Aim of the task:
Omit every picture while repeating the entries exactly.

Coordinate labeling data
────────────────────

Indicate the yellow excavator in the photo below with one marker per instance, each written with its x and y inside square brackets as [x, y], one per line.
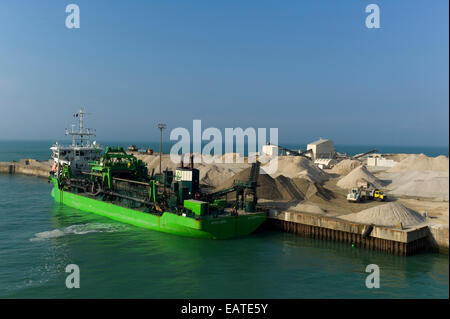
[376, 194]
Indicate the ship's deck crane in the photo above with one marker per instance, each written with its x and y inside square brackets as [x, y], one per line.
[296, 153]
[245, 190]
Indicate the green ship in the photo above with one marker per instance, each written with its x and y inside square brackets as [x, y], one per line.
[117, 185]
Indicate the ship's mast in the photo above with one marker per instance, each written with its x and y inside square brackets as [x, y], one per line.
[82, 137]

────────────────────

Task solution:
Indicate the yellow excavator in the photo below with one marker per instance, each written with its x and y inside square brackets as [x, y], one per line.
[376, 194]
Indicate the ship's deck crane in the photo above with one marker per instance, each written with its x and y inside square brackets as [x, y], one per line.
[296, 153]
[245, 190]
Indicate the green ship in the photo above with one marker per instance, each written with its x and y inside square brackets as [x, y], one per line.
[117, 185]
Indicate the ship's mast in the photo above with one marker per instance, each written with its x and y inside square brackets as [x, y], one per line.
[82, 137]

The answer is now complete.